#### RECORDED INFORMATION
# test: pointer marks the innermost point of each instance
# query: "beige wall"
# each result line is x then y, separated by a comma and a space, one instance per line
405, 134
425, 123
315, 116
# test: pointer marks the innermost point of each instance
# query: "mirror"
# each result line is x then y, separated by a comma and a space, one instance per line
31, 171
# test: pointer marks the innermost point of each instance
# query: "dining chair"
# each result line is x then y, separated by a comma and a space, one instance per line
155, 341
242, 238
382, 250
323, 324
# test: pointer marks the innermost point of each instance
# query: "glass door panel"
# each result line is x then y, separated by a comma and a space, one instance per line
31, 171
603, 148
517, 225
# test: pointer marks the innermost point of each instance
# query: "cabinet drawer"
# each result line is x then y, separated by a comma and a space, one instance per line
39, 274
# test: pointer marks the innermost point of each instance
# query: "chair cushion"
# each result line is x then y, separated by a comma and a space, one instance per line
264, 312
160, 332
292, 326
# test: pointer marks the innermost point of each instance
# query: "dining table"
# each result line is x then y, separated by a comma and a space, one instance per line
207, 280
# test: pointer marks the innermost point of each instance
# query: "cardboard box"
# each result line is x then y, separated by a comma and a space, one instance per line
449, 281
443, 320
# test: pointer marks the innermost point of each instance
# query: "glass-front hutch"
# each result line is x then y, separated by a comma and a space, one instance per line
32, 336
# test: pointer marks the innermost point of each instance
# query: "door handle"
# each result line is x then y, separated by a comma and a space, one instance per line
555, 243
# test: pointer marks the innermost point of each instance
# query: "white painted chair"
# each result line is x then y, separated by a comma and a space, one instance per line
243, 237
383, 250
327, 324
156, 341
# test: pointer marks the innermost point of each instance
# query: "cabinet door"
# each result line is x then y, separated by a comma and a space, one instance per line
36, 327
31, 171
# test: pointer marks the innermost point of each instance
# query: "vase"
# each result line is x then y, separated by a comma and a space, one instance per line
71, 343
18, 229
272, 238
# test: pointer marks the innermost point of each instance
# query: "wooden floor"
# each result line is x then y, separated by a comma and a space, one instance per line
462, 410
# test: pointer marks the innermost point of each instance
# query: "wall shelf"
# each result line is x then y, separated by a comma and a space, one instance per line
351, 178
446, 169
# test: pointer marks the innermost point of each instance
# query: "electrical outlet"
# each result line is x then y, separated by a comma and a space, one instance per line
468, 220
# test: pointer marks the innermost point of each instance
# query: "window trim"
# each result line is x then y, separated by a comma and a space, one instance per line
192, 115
########
When a line in the material includes the word "glass", copy it out.

# query: "glass door panel"
# query: "glass-front hutch"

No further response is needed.